PROBLEM REQUIREMENTS: Reproduce only this part of the listing: the line with "the white door", plus every line after it through the last.

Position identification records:
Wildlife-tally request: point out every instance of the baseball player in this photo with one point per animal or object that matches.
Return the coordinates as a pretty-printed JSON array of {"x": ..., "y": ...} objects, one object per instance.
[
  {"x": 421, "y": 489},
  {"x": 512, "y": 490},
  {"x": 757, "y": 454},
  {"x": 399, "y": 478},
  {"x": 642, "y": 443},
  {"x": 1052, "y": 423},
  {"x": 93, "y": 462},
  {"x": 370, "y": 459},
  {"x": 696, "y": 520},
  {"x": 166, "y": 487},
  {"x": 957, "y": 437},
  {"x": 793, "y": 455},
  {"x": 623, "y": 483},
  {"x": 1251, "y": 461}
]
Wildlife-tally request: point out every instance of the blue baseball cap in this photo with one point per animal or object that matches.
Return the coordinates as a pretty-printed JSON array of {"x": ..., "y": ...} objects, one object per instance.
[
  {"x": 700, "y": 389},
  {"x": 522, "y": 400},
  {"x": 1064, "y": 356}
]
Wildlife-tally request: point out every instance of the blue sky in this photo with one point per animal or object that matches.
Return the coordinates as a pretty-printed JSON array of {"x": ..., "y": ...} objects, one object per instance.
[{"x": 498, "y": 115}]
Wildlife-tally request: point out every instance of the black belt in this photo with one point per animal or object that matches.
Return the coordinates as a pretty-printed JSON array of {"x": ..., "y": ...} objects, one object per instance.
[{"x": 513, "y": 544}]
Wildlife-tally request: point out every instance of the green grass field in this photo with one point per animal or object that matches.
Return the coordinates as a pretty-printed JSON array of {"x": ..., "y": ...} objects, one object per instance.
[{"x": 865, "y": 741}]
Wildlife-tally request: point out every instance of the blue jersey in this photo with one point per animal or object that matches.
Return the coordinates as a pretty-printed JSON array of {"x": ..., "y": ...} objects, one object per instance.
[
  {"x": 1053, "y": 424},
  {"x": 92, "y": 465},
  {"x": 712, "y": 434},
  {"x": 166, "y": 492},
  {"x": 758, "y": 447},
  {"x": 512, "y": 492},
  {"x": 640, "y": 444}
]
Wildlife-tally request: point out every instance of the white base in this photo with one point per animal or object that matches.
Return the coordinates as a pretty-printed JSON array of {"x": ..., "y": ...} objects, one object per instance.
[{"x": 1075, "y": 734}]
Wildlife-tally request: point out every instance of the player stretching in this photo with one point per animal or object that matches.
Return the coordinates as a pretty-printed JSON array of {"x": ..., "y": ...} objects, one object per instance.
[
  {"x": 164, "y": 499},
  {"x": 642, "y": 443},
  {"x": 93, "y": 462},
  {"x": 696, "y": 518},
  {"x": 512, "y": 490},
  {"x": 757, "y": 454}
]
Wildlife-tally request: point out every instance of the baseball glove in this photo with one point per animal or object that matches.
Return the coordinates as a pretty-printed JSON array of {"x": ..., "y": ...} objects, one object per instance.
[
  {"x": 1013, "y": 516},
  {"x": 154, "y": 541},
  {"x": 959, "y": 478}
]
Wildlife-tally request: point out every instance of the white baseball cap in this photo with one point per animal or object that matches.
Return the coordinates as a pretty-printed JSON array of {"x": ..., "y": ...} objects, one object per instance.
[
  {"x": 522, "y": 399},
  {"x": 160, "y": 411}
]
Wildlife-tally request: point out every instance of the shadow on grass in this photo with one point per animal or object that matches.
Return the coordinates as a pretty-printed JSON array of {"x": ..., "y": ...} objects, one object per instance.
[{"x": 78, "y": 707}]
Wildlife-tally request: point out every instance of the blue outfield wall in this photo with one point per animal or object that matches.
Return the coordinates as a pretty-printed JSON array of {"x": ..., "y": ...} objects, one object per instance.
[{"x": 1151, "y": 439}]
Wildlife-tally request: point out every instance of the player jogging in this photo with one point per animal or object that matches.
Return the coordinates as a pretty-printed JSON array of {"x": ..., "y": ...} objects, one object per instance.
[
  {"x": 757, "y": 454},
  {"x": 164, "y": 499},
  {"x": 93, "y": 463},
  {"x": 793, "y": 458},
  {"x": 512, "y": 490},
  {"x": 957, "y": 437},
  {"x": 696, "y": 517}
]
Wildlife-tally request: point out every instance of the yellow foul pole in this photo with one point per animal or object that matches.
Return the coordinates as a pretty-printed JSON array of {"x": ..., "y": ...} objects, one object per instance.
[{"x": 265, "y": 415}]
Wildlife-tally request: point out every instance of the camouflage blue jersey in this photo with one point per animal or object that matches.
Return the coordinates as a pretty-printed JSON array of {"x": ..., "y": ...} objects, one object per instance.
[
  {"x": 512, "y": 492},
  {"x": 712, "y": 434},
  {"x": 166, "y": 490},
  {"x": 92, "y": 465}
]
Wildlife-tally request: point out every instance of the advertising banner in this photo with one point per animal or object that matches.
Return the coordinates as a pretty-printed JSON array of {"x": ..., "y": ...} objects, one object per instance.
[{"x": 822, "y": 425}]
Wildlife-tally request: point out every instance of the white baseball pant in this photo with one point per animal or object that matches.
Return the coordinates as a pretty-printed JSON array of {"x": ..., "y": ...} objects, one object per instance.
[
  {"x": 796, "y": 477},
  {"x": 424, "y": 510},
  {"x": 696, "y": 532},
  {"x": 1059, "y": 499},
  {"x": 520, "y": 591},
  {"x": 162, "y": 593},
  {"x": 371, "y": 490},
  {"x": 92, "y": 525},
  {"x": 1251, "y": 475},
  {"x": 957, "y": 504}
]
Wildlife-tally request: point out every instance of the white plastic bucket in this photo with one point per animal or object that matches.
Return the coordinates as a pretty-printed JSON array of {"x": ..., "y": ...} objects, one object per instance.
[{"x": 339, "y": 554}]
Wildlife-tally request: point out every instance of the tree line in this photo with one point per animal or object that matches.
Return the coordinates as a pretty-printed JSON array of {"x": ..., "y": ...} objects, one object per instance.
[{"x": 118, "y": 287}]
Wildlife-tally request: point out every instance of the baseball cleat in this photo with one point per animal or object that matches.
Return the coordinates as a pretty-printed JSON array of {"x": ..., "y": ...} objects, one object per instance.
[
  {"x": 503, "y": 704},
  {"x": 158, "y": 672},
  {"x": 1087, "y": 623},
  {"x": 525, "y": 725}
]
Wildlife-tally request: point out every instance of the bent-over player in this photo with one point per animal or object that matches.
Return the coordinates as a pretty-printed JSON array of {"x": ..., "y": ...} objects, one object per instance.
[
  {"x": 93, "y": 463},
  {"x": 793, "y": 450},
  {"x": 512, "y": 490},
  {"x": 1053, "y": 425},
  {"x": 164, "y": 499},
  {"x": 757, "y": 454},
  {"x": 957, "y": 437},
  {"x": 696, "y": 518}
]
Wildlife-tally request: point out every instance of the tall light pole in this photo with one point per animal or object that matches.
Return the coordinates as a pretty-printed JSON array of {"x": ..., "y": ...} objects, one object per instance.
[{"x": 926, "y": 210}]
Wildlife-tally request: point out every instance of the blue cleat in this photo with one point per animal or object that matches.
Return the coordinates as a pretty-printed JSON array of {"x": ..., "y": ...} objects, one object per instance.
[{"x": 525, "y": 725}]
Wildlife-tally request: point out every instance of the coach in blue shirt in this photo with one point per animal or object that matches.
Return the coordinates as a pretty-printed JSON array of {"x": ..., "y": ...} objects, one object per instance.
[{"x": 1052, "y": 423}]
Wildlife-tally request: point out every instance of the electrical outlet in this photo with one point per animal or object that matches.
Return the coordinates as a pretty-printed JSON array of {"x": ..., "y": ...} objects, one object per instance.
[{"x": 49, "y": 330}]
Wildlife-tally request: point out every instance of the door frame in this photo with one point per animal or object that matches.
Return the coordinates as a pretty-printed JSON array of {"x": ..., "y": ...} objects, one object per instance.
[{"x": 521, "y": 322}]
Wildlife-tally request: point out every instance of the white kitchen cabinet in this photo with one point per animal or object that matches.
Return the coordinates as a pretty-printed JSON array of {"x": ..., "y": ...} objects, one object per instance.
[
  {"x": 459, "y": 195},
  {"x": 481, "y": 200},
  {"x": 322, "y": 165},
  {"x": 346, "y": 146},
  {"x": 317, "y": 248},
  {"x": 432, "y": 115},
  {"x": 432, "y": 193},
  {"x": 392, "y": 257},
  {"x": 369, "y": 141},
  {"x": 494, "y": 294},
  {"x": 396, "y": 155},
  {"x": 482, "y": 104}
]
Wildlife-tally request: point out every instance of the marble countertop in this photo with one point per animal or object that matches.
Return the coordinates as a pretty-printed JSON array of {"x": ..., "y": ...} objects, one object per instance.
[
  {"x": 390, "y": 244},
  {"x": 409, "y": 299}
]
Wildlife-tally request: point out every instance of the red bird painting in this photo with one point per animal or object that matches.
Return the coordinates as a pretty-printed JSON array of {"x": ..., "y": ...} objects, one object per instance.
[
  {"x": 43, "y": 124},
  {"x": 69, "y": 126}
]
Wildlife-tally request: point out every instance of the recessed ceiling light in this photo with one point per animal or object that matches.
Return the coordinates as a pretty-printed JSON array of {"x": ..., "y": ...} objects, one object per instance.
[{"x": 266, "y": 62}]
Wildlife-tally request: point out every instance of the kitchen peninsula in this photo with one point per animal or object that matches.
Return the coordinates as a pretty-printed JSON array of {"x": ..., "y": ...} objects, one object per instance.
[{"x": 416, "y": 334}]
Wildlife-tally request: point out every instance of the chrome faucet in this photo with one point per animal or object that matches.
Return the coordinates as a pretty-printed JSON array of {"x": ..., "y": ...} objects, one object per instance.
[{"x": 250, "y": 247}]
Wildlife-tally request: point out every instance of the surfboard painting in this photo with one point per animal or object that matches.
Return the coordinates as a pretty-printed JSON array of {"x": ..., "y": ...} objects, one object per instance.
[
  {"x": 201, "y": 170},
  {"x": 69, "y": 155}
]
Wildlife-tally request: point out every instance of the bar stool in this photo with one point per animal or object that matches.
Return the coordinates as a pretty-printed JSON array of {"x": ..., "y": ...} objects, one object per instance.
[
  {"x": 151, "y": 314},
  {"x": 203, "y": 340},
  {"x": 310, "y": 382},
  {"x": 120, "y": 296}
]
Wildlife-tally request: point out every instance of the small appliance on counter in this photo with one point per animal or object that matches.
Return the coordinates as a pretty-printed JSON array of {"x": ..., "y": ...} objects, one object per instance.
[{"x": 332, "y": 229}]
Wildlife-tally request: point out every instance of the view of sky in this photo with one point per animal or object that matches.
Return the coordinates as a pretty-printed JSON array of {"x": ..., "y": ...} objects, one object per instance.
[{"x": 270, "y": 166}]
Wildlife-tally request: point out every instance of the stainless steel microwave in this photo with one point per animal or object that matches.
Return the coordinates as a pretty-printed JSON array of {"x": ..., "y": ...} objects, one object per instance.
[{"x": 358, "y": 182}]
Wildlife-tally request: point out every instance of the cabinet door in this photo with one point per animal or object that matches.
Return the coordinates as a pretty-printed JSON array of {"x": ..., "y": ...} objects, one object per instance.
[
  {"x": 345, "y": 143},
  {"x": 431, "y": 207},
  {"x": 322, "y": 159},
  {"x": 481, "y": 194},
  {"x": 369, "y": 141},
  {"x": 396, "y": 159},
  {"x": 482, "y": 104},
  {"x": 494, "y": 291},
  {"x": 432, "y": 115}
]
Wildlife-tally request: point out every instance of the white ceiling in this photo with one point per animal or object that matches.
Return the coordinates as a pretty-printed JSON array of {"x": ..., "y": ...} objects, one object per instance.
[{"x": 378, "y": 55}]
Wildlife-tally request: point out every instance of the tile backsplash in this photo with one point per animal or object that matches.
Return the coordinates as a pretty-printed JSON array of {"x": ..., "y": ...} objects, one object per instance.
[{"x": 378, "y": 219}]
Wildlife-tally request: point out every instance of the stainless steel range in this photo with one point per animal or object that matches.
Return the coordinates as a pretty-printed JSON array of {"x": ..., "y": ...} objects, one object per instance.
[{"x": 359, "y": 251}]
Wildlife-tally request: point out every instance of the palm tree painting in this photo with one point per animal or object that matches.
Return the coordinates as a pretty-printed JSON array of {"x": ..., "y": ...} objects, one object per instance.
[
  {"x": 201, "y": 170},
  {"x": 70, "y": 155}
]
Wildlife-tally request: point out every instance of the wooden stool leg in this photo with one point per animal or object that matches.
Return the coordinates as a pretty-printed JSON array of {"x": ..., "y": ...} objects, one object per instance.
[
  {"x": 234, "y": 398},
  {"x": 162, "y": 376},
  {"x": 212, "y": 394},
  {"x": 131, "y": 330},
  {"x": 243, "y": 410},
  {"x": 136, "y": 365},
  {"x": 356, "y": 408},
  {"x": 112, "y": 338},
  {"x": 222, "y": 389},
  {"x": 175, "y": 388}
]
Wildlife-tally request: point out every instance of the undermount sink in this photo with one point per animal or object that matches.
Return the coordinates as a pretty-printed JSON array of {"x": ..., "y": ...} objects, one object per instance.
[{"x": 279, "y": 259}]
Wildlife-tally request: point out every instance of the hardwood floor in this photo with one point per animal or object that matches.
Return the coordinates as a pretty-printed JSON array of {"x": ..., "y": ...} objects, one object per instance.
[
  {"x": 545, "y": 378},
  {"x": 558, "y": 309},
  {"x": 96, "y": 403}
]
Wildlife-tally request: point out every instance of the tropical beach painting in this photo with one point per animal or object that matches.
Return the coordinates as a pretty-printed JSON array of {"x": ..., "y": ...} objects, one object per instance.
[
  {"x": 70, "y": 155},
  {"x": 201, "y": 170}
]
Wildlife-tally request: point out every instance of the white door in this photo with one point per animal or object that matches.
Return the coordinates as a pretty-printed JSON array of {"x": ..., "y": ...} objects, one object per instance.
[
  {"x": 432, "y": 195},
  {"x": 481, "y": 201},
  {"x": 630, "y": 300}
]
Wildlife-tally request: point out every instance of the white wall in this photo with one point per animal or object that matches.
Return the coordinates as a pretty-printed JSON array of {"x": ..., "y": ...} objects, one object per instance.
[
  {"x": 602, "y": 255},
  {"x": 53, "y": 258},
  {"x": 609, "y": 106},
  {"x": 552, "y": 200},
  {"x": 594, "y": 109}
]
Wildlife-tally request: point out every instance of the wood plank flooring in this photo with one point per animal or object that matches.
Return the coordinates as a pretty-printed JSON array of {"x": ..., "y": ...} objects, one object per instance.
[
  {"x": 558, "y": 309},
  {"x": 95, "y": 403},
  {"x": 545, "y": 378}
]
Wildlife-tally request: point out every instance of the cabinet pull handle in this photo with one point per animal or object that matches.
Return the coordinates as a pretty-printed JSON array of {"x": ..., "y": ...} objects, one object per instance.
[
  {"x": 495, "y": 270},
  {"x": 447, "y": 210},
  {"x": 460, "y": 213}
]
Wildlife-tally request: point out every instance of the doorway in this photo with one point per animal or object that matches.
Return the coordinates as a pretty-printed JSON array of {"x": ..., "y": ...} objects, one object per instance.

OUTPUT OF THE TASK:
Wildlife-tally request: point out every instance of the white door in this photo with one point per animal or object that matches.
Return the coordinates as a pretty-printed JSON array of {"x": ..., "y": ...} objects, one object per instance.
[
  {"x": 432, "y": 195},
  {"x": 481, "y": 201},
  {"x": 630, "y": 300}
]
Wildlife-tally request: point out every instance of the white wall in this photo with one point per animal or object that matches.
Return the coordinates as a pretty-printed JSON array of {"x": ..., "y": ...} objects, one object per instance.
[
  {"x": 602, "y": 255},
  {"x": 53, "y": 258},
  {"x": 609, "y": 106},
  {"x": 552, "y": 200},
  {"x": 594, "y": 109}
]
Wildlife-tally request: point out every instance of the wood plank flooring in this photo with one point per animal or object that matches.
Return the coordinates as a pretty-printed JSON array of {"x": ..., "y": ...} objects, one object per instance.
[
  {"x": 558, "y": 309},
  {"x": 95, "y": 403},
  {"x": 545, "y": 378}
]
Wildlife-tally request: point out every instance of the cabinet pull handle in this photo with one point per animal or object that matches.
Return the coordinates as a pretty-printed JSON array of {"x": ..., "y": ...} objects, one object per instance.
[
  {"x": 495, "y": 270},
  {"x": 447, "y": 210},
  {"x": 460, "y": 213}
]
Wildlife-tally request: point out every instance of the doorway in this photo with one point per animal or object that matches.
Return the coordinates as a pretty-printed JSON array of {"x": ..., "y": ...} objects, one object per instance.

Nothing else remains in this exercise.